• EXERCISE PASSAGE
--- START ---
Andrew Marr asked Dominic Raab a similar question today. Raab's answer, obviously not being able to go anywhere specific, amounted to they're going to have to think of ways to keep social distancing in place. Because, as he said, the issue isn't with the children - who may be very unlikely to get Covid 19 badly (according to the science at the moment).
The problem is that little Jane's dad has asymptomatic Covid, she sits next to little John who picks it up from her and takes it home to his mum - who is a key worker or to gran who he lives with.
I work in a secondary school which is a hub for key workers at the moment. We have 100 pupils from primary and secondary combined in the school at present. To socially distance we've had to have no more than 10 in each class, parents have to provide a packed lunch which the kids eat in situ.
I was saying to DH that a rough estimate for pupil places, if we kept to social distancing would be about a third in at any one time.
So normally we have 2000 pupils in our school. Divide that by an average of 25 pupils per class (allowing for some being 32 pupils, some SEN classes being just 18) and you get 80 classes taking place each day. Multiply that by 10 children per class for social distancing and you have 800 pupils in at any one time. Which means either split days or 1 week in x number in school.
And that would also help solve the issue of secondary children who travel - I wouldn't want to be the driver of a bus rammed with kids on two journeys a day, five days a week.
But if, as Raab is hinting, social distancing measures are needed in schools, you won't have 2000 kids all back at the same time.
The alternative is using different venues, like town halls, church halls, leisure centres, to take overspill classes from the 800 in our case. But you'd have to find accommodation for 1200 per week to enable us to socially distance AND have every child in school every day, every week.
--- END ---
• ACTIVITIES
(a) Translate this sentence from the post about social distancing in schools into Spanish: "We have 100 pupils from primary and secondary combined in the school at present."
(b) Copy the post about social distancing in schools from "The problem is" to "third in at any one time.".

• Collected data entries
--- START ---
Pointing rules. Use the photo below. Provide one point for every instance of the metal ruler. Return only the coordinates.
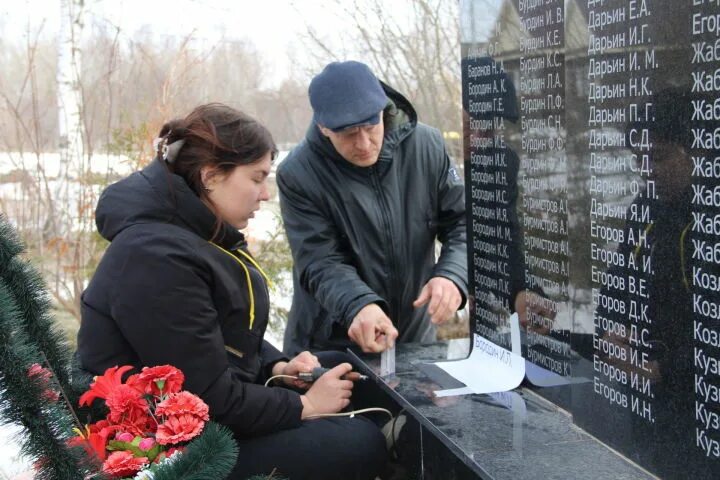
(387, 362)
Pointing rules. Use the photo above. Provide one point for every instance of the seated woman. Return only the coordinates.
(177, 286)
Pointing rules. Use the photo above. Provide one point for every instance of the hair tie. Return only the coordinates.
(168, 151)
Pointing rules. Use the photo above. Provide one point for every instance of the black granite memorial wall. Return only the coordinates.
(592, 170)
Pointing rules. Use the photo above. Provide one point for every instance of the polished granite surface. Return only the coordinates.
(516, 435)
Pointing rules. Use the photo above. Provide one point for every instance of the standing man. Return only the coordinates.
(364, 197)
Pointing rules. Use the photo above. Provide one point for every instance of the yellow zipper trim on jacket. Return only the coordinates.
(247, 276)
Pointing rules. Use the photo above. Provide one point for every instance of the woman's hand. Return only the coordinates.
(329, 394)
(303, 362)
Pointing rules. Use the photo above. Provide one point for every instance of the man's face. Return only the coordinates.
(358, 145)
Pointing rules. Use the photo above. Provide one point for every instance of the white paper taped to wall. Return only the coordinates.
(489, 368)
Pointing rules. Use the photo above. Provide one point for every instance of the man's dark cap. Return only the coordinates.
(346, 94)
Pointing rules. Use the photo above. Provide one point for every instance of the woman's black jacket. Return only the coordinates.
(163, 294)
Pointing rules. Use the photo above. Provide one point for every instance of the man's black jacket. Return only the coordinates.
(367, 235)
(163, 294)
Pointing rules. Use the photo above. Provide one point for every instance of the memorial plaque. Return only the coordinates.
(592, 166)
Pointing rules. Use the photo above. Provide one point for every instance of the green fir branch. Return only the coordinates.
(10, 244)
(28, 289)
(46, 423)
(211, 455)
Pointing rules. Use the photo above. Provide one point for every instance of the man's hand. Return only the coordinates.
(372, 330)
(444, 298)
(303, 362)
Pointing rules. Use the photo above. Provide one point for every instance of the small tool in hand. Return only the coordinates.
(319, 371)
(387, 362)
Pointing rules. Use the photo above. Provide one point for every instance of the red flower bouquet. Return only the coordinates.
(150, 419)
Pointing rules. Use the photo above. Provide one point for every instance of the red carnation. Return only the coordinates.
(183, 403)
(129, 409)
(44, 375)
(158, 380)
(104, 385)
(180, 428)
(123, 464)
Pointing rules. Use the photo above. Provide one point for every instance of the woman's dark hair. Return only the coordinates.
(217, 136)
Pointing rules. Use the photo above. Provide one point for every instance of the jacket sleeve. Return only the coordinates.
(325, 271)
(170, 319)
(452, 233)
(270, 356)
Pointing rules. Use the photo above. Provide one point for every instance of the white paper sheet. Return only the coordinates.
(489, 368)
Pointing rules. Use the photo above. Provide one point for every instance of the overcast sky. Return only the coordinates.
(273, 26)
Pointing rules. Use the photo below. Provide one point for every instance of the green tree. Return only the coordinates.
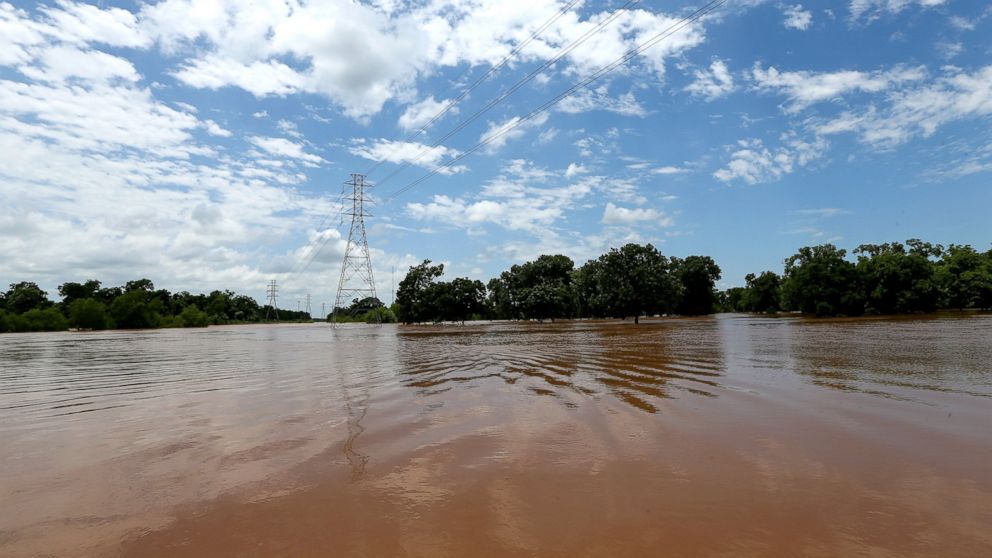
(630, 281)
(191, 316)
(89, 314)
(25, 296)
(467, 299)
(733, 299)
(762, 292)
(541, 289)
(966, 277)
(47, 319)
(133, 310)
(818, 280)
(897, 280)
(696, 277)
(412, 302)
(71, 292)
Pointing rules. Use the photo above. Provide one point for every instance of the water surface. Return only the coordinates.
(718, 436)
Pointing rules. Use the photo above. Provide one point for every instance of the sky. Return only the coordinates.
(204, 145)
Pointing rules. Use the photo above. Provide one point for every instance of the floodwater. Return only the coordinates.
(718, 436)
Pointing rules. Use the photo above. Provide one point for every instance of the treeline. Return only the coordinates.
(638, 280)
(628, 282)
(890, 278)
(134, 305)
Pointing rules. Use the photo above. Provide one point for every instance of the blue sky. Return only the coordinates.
(203, 144)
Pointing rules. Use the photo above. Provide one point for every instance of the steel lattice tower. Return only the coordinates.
(272, 290)
(357, 281)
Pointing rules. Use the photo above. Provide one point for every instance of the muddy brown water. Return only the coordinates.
(719, 436)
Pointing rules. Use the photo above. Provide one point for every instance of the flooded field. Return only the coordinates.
(718, 436)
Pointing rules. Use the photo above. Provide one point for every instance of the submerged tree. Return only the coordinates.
(629, 281)
(965, 276)
(412, 302)
(897, 280)
(818, 280)
(762, 292)
(696, 278)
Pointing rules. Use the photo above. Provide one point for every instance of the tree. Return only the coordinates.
(897, 281)
(541, 289)
(71, 292)
(818, 280)
(630, 281)
(411, 299)
(43, 319)
(132, 310)
(25, 296)
(191, 316)
(732, 300)
(965, 276)
(696, 277)
(762, 292)
(468, 298)
(88, 314)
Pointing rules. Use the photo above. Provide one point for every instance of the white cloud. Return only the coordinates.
(797, 18)
(752, 162)
(669, 170)
(215, 129)
(599, 99)
(822, 212)
(361, 56)
(614, 215)
(69, 63)
(288, 128)
(964, 24)
(418, 114)
(919, 111)
(806, 88)
(547, 136)
(85, 23)
(408, 152)
(500, 133)
(714, 83)
(515, 200)
(872, 9)
(258, 78)
(575, 170)
(282, 147)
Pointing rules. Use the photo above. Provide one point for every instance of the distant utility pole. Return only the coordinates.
(272, 290)
(356, 281)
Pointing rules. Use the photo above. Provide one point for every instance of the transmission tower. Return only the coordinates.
(356, 282)
(272, 290)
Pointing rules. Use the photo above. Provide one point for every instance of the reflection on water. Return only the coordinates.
(106, 434)
(638, 365)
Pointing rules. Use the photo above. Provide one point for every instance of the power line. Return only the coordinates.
(317, 244)
(514, 88)
(506, 59)
(699, 13)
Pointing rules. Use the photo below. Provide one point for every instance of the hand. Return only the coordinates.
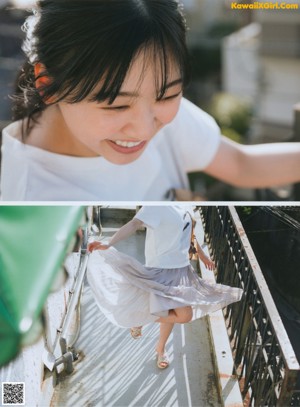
(209, 264)
(97, 246)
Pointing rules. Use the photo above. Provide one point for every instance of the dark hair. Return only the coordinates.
(81, 42)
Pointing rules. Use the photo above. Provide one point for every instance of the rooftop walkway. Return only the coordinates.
(115, 370)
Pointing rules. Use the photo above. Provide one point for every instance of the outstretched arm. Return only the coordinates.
(256, 166)
(125, 231)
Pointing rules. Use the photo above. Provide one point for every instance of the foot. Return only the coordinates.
(162, 360)
(136, 332)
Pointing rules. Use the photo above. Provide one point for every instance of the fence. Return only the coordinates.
(263, 356)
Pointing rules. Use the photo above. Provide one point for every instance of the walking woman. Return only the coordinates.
(166, 290)
(99, 108)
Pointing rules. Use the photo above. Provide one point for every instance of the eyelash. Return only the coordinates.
(125, 107)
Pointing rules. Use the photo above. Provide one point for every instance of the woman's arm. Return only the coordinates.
(123, 233)
(256, 166)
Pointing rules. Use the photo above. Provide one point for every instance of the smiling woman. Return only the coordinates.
(99, 113)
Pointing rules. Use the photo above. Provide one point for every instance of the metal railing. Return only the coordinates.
(264, 359)
(65, 340)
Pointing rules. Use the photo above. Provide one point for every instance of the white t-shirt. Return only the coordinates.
(188, 143)
(168, 235)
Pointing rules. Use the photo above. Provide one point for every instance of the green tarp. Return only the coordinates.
(33, 244)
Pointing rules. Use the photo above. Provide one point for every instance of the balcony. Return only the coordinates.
(242, 356)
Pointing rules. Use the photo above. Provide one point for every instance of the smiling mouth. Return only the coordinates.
(127, 147)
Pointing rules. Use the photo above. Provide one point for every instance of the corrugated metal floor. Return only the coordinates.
(116, 370)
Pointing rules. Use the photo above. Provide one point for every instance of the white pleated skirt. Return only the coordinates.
(130, 294)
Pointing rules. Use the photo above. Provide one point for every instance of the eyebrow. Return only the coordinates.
(168, 86)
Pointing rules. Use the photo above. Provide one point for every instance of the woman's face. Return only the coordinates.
(120, 132)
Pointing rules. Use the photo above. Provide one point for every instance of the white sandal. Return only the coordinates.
(162, 361)
(136, 332)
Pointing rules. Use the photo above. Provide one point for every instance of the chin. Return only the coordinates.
(126, 159)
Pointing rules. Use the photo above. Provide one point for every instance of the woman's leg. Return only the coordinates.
(164, 333)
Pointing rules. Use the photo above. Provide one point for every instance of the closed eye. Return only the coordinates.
(166, 98)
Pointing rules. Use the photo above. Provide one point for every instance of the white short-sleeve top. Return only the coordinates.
(188, 143)
(168, 235)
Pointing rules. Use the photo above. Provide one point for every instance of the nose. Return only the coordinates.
(143, 124)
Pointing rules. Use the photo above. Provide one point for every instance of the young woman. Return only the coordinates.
(166, 290)
(100, 116)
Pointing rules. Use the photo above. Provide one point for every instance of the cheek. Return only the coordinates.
(86, 123)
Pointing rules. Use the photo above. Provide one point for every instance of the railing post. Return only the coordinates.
(296, 137)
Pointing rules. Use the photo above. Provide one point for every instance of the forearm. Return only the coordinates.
(125, 231)
(256, 166)
(271, 164)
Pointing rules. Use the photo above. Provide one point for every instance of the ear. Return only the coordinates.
(41, 80)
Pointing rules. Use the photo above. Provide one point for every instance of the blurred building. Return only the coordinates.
(262, 62)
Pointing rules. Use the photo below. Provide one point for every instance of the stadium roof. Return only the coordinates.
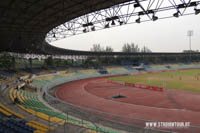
(25, 23)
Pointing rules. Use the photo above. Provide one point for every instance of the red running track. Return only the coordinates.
(167, 106)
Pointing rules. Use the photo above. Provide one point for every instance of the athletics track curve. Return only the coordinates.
(167, 106)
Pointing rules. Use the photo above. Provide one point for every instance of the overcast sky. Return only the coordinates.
(166, 35)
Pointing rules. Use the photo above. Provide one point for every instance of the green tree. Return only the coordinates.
(97, 48)
(109, 49)
(6, 61)
(49, 61)
(130, 48)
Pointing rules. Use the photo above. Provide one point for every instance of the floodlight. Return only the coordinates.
(107, 25)
(113, 22)
(121, 22)
(137, 20)
(176, 14)
(154, 18)
(197, 11)
(93, 28)
(84, 30)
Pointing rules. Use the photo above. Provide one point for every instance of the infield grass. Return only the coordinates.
(183, 80)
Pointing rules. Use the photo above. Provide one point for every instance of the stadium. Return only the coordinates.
(45, 88)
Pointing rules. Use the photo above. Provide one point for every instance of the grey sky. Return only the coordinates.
(167, 35)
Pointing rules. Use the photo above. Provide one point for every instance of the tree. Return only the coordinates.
(6, 61)
(49, 61)
(190, 51)
(97, 48)
(109, 49)
(130, 48)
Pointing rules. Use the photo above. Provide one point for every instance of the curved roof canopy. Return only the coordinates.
(24, 24)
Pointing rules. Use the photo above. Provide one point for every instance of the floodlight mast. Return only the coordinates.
(190, 34)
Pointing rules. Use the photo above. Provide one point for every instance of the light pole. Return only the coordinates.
(190, 34)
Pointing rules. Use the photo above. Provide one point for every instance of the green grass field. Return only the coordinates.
(188, 80)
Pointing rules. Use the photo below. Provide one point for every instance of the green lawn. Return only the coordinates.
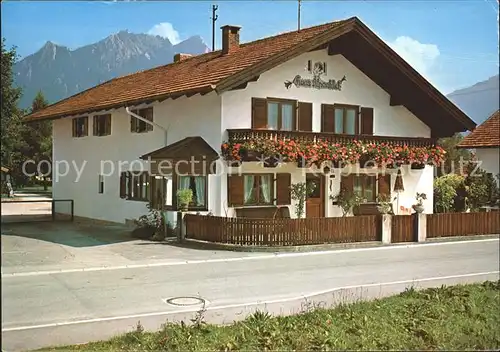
(447, 318)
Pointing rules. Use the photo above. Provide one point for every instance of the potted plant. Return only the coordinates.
(384, 205)
(299, 192)
(347, 201)
(419, 206)
(184, 197)
(150, 225)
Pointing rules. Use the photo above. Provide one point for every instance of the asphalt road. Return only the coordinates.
(76, 307)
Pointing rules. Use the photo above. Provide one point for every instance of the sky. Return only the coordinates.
(452, 43)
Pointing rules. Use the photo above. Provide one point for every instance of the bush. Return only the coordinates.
(445, 192)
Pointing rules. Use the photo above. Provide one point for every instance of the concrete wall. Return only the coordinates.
(197, 115)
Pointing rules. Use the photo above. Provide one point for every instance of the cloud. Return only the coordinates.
(423, 57)
(165, 30)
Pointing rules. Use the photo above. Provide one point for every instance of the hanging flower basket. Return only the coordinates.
(271, 162)
(417, 166)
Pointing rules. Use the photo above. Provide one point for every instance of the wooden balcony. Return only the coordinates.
(242, 135)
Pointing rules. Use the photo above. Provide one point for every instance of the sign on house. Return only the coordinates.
(316, 82)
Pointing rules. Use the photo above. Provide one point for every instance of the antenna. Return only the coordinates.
(214, 19)
(298, 19)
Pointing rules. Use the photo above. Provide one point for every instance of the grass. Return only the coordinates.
(447, 318)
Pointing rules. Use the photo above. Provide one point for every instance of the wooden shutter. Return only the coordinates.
(347, 182)
(235, 190)
(259, 113)
(123, 185)
(327, 118)
(384, 184)
(86, 126)
(108, 124)
(305, 117)
(149, 115)
(133, 122)
(283, 183)
(367, 121)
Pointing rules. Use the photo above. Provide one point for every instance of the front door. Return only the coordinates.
(315, 202)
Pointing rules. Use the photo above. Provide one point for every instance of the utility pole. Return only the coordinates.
(298, 19)
(214, 19)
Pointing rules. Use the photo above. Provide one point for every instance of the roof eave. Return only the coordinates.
(160, 97)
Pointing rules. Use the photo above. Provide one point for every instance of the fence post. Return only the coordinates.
(181, 231)
(386, 228)
(421, 227)
(53, 210)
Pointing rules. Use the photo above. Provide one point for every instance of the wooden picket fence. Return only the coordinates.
(282, 232)
(463, 224)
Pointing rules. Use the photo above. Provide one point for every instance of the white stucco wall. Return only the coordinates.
(490, 159)
(184, 117)
(357, 90)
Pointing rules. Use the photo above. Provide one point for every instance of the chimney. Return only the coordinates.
(181, 57)
(230, 38)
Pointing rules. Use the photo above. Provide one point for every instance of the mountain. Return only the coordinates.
(60, 72)
(478, 101)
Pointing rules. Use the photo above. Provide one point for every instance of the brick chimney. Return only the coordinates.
(181, 57)
(230, 38)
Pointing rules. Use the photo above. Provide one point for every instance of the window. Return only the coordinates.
(139, 126)
(346, 120)
(102, 125)
(342, 119)
(281, 115)
(134, 185)
(365, 186)
(258, 189)
(161, 191)
(101, 184)
(197, 184)
(80, 126)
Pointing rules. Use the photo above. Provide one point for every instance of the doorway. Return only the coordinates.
(315, 202)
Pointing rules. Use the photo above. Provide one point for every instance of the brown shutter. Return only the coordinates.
(86, 126)
(283, 183)
(259, 113)
(347, 182)
(384, 184)
(327, 118)
(149, 116)
(108, 124)
(235, 189)
(305, 116)
(123, 185)
(367, 121)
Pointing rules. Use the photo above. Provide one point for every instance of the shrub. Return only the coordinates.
(445, 192)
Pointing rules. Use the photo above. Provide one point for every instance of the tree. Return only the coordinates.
(11, 126)
(456, 159)
(38, 138)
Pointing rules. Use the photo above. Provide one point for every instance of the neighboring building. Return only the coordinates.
(485, 139)
(336, 82)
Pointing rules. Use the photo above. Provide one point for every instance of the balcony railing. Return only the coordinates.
(242, 135)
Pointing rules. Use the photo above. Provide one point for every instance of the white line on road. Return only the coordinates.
(238, 259)
(239, 305)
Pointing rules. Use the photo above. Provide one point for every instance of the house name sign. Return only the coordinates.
(316, 82)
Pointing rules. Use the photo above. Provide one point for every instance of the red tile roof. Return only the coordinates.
(198, 74)
(485, 135)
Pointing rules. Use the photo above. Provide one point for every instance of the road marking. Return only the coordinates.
(240, 305)
(238, 259)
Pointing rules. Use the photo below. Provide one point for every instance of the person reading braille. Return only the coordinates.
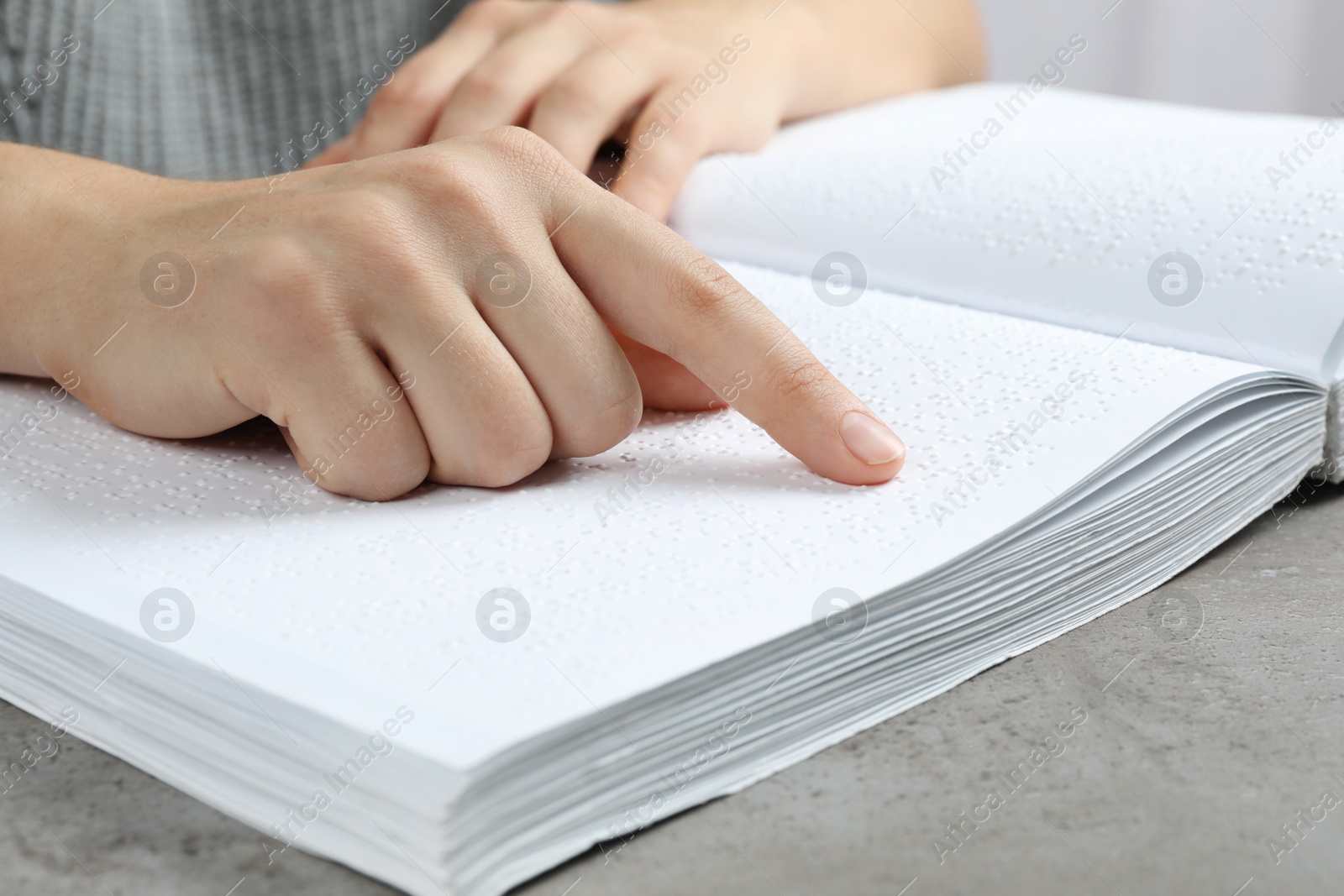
--- END ---
• ANSWERS BY ITEM NUMBER
(a) En este momento tenemos en la escuela 100 alumnos de primaria y secundaria en total.

(b)
The problem is that little Jane's dad has asymptomatic Covid, she sits next to little John who picks it up from her and takes it home to his mum - who is a key worker or to gran who he lives with.
I work in a secondary school which is a hub for key workers at the moment. We have 100 pupils from primary and secondary combined in the school at present. To socially distance we've had to have no more than 10 in each class, parents have to provide a packed lunch which the kids eat in situ.
I was saying to DH that a rough estimate for pupil places, if we kept to social distancing would be about a third in at any one time.